Exercise instructions> Each entry needs to be restated exactly as written.

Available data>

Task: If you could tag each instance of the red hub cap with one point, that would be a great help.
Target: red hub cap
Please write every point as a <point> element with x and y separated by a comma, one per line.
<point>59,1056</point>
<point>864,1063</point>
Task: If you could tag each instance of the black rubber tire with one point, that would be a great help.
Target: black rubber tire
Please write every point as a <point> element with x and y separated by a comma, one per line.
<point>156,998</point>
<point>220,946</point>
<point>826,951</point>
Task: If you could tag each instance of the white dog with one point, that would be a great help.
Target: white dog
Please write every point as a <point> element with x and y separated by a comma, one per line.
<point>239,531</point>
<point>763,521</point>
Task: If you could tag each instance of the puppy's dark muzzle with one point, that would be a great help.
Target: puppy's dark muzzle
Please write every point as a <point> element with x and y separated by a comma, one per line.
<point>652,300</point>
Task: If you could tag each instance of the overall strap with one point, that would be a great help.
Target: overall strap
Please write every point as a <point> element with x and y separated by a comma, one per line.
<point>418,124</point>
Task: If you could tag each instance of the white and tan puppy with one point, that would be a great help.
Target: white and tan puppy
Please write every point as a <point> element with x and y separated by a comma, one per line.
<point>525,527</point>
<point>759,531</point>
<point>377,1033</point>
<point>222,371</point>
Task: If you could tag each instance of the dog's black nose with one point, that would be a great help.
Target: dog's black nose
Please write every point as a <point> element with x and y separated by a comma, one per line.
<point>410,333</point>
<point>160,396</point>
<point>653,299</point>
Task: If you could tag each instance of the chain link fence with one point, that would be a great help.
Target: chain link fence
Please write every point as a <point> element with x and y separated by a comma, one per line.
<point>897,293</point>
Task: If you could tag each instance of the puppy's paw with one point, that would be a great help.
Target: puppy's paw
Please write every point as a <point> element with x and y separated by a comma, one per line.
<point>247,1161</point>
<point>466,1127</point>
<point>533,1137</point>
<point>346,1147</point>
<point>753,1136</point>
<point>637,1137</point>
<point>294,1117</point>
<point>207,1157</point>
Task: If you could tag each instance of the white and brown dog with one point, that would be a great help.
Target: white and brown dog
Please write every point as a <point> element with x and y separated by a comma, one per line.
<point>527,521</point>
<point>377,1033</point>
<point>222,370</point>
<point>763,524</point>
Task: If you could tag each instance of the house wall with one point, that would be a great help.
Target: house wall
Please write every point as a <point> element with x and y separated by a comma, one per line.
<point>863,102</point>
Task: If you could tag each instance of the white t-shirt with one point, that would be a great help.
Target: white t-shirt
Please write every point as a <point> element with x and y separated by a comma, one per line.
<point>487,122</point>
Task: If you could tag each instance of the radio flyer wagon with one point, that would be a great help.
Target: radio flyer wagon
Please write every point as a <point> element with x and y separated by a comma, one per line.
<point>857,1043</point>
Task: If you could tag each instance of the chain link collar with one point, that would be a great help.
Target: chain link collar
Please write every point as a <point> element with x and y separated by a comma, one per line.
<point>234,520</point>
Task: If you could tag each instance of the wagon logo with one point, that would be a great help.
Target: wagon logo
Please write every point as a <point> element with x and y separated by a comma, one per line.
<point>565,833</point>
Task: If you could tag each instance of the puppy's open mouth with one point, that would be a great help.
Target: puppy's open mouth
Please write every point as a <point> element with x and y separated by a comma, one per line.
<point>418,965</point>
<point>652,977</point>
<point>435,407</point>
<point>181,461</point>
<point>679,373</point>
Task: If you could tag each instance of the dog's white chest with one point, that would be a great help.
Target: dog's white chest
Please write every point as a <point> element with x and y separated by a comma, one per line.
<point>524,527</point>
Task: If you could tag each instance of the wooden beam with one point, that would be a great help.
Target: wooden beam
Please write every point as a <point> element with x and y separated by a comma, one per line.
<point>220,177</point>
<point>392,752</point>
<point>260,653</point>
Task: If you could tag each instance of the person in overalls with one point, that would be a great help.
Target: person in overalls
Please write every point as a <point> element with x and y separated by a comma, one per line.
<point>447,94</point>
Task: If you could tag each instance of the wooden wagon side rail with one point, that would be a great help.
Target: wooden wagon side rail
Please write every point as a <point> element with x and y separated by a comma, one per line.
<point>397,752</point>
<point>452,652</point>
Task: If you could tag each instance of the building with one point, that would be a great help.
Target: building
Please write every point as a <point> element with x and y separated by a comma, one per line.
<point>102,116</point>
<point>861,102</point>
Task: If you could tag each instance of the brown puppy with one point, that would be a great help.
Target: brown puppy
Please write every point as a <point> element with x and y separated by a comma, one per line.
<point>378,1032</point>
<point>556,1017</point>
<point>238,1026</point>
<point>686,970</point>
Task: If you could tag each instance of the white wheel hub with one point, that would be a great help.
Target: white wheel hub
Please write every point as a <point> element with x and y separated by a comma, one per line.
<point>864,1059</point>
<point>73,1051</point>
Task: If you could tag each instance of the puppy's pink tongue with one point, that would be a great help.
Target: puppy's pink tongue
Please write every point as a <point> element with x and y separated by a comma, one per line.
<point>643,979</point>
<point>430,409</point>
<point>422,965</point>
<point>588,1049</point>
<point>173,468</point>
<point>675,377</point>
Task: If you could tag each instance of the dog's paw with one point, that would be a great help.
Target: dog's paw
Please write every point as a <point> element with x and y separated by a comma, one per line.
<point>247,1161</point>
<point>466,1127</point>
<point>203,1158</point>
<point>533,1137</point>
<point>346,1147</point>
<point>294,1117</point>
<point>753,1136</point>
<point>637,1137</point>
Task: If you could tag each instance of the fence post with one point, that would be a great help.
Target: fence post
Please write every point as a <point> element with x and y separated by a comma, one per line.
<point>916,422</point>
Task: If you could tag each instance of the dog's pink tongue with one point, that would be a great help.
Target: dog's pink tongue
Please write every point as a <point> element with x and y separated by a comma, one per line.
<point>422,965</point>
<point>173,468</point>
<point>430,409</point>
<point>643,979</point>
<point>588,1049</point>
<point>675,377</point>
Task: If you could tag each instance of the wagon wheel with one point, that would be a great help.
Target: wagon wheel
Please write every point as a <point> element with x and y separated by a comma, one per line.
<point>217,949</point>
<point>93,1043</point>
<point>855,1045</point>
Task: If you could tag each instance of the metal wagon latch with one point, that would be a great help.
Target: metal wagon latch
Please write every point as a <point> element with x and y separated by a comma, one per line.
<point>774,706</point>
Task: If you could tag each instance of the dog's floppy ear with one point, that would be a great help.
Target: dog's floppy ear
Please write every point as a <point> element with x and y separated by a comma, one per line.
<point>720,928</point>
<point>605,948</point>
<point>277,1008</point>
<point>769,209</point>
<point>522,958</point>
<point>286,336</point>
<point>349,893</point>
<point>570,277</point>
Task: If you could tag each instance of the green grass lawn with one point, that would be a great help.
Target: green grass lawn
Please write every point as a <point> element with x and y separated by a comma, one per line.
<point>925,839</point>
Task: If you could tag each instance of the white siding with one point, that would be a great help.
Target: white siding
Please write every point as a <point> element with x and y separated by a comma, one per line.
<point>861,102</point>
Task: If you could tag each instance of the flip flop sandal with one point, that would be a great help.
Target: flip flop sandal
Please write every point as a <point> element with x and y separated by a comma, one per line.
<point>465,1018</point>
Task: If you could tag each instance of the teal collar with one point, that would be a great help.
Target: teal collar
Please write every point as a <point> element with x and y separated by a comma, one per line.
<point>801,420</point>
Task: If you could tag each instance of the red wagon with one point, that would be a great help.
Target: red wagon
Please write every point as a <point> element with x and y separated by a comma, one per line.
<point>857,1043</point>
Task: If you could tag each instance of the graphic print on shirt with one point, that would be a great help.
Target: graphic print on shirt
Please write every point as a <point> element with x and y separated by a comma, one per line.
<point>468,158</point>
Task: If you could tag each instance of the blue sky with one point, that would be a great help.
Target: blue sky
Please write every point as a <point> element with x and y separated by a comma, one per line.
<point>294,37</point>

Task result>
Task: If you could tag each instance of the red hub cap with one point, that would be a great help.
Target: red hub cap
Please write every point as a <point> element with x and y separated by a comma, one per line.
<point>59,1056</point>
<point>864,1063</point>
Task: If you could tag each instance of the black rubber tire with one point, that would be a great help.
Target: black rubber tire
Please write every point as a <point> element with x and y separated by a comma, one per line.
<point>156,998</point>
<point>220,946</point>
<point>826,951</point>
Task: If you could tag each instance of the white dog with one point, that would be a great help.
Target: white dog
Please write every point as a <point> element with x and y separated by a comma, one per line.
<point>239,531</point>
<point>763,521</point>
Task: If you could tag each instance of the puppy's dark muzzle with one point, that would be a great help.
Target: puppy's dark muzzle
Please write every point as a <point> element with x and y separated by a comma, one per line.
<point>652,300</point>
Task: If you could tag each instance of the overall strap with one point, that would be a great help.
Target: overall strap
Please write every point as a <point> element with x and y separated by a comma, one per line.
<point>418,124</point>
Task: If you could tag each instance of the white and tan puppy with one point, that would be a great help.
Target: white and tan puppy
Please write every point as a <point> element with x and y separated by a comma, one per line.
<point>525,527</point>
<point>759,531</point>
<point>377,1033</point>
<point>222,371</point>
Task: If you could tag each instance of the dog's black nose with one point, that would be a great help.
Target: dog's black nose
Please write every point as a <point> element with x and y separated by a comma, one per line.
<point>410,333</point>
<point>160,396</point>
<point>653,299</point>
Task: If you could tag each instance of the chain link fence with one point, that would be a great help.
Target: chain link fence
Please write every point as a <point> element with x and y separated by a comma, one per line.
<point>897,293</point>
Task: If you could tag each instance of the puppy's paw with one point, that would be a great help.
Target: puppy's paw
Please write every point as a <point> element with x and y separated by a comma, one per line.
<point>247,1161</point>
<point>466,1127</point>
<point>533,1137</point>
<point>346,1147</point>
<point>753,1136</point>
<point>637,1137</point>
<point>294,1117</point>
<point>207,1157</point>
Task: If you could tag each instance of the white and brown dog with one point, that would be a great help.
Target: white and brown dog
Please write every point as a <point> element with x and y separated by a comma, one per line.
<point>527,521</point>
<point>377,1033</point>
<point>222,370</point>
<point>763,524</point>
Task: If you could tag each instance of the house wall with one point, that would be a great help.
Target: house wall
Please write every point as a <point> element with x and y separated by a comma, one per line.
<point>863,102</point>
Task: If you could tag each instance of the white t-shirt with one point, that would be a great help.
Target: white t-shirt
Please write every point as a <point> element with x and y separated by a comma, one per line.
<point>487,122</point>
Task: If you could tag each instance of the radio flyer wagon with one point, that would be a great help.
Target: radio flyer wagon
Please write every point as a <point> element with x and y separated by a comma, one per line.
<point>857,1043</point>
Task: If you could tag each instance of the chain link collar with one point, that would be a great help.
Target: chain link collar
Please write every point as a <point> element with x and y separated by a comma, one per line.
<point>234,520</point>
Task: If you could tag each instance of the wagon logo with one point, that would be a great help.
Target: wagon logo
Please write every point as a <point> element with x and y separated by a comma, one per line.
<point>565,833</point>
Task: If you could tag each instance of the puppy's open mouth with one point, that would be a great help.
Target: puppy's open mouth
Please write every point as a <point> element with x and y separated by a comma, one per line.
<point>418,965</point>
<point>652,977</point>
<point>435,407</point>
<point>181,461</point>
<point>679,373</point>
Task: If you could tag each instance of the dog's white chest with one point, that would be a great help.
Target: dog's white chest
Please write every point as a <point> element with x and y separated by a comma, one per line.
<point>524,527</point>
Task: If you could tag each instance of the wooden beam with one point, that would be a great help.
Target: wooden beam
Please write every point as a <point> element with x and y separated by a comma, one per line.
<point>220,177</point>
<point>392,752</point>
<point>260,653</point>
Task: If you could tag each instance of the person in overalls with one point, that would be a great help.
Target: person in overalls
Please write every point as a <point> element with x and y separated by a comma, one per line.
<point>447,94</point>
Task: If you could tag each instance of the wooden wagon side rail with one point, that would be a great help.
Target: wooden wagon side rail
Please write every point as a <point> element with x and y separated by a comma, one per line.
<point>397,752</point>
<point>452,652</point>
Task: If you could tag each instance of the building with one point, that would be a great help.
Target: building
Please write every point as a <point> element with x and y separated by a comma, one per line.
<point>102,116</point>
<point>861,102</point>
Task: If you could tag each instance of the brown puppy with one point, that would be a great help.
Target: brown puppy
Please write every point as a <point> element with x and y separated by a comma, one per line.
<point>378,1032</point>
<point>556,1017</point>
<point>238,1026</point>
<point>686,970</point>
Task: If you could tag each instance of the white wheel hub with one point, that would be a great help.
Target: white wheel hub
Please write every point as a <point> element with x and y separated by a comma, one per line.
<point>864,1059</point>
<point>73,1051</point>
Task: If you could tag each instance of the puppy's pink tongue with one point, that would be a great help.
Target: puppy's pink tongue
Please write every point as a <point> element with x and y separated by a comma, one per line.
<point>643,979</point>
<point>430,409</point>
<point>422,965</point>
<point>588,1049</point>
<point>173,468</point>
<point>675,377</point>
Task: If you could tag each instance of the dog's paw with one point, that would be a great help.
Target: dog's paw
Please write every point as a <point> element with x and y separated by a comma, one per line.
<point>247,1161</point>
<point>466,1127</point>
<point>203,1158</point>
<point>533,1137</point>
<point>346,1147</point>
<point>294,1117</point>
<point>753,1136</point>
<point>637,1137</point>
Task: If you could tag each instance of the fence post with one point, that would be a great help.
Target: fence post
Please write every point as a <point> element with x and y separated by a comma, one per line.
<point>916,422</point>
Task: If you could tag each instance of the dog's pink tongue with one point, that would be a great help.
Target: dog's pink tongue
Please write every point as a <point> element with x and y separated by a comma, one per line.
<point>422,965</point>
<point>173,468</point>
<point>430,409</point>
<point>643,979</point>
<point>588,1049</point>
<point>675,377</point>
Task: If you could tag each instance of the wagon wheel with one point, that would be a great help.
Target: wagon wheel
Please write every point as a <point> element with x and y separated by a comma, one per line.
<point>217,949</point>
<point>93,1043</point>
<point>855,1045</point>
Task: If you could tag each instance of the metal wagon latch with one point, that would be a great help.
Target: metal wagon latch
Please write every point as a <point> element with x and y separated by a comma, one per line.
<point>774,706</point>
Task: If you could tag each instance of the dog's floppy ear with one point, that would be a great help.
Target: dog's floppy ear
Please write every point as a <point> element with x and y separated by a comma, one per line.
<point>720,928</point>
<point>605,948</point>
<point>277,1008</point>
<point>769,209</point>
<point>522,958</point>
<point>286,336</point>
<point>349,893</point>
<point>570,277</point>
Task: If you could tag each instance of the green grass lawn with one point, that would be a great help.
Target: green grass lawn
Please write every point as a <point> element with x and y separated by a comma, one per line.
<point>925,839</point>
Task: If you could tag each instance of the white siding with one point, that would be a great help.
Target: white siding
Please write every point as a <point> element with x and y separated by a comma, one per line.
<point>861,102</point>
Task: If you could tag each instance of the flip flop sandal with one point, that would be a great help.
Target: flip flop sandal
Please write every point as a <point> element with x and y separated by a comma, one per line.
<point>465,1018</point>
Task: If you could tag each instance of the teal collar with one point, that would be a great help.
Target: teal collar
Please write every point as a <point> element with x and y separated by a comma, one per line.
<point>801,420</point>
Task: If you could tag each instance of the red wagon with one point, that would be a great help.
Target: red wagon
Please write every point as a <point> element with x and y separated by a comma, one per line.
<point>857,1043</point>
Task: If you could tag each instance of the graphic print on shirt with one point, that would be a great help.
Target: graphic print on shirt
Please write every point as a <point> element with x and y separated by a comma, one per line.
<point>468,158</point>
Task: If you could tag each instance of the blue sky with one point, that would be a great help.
Target: blue sky
Please write every point as a <point> element with x and y separated by a comma, one per line.
<point>294,37</point>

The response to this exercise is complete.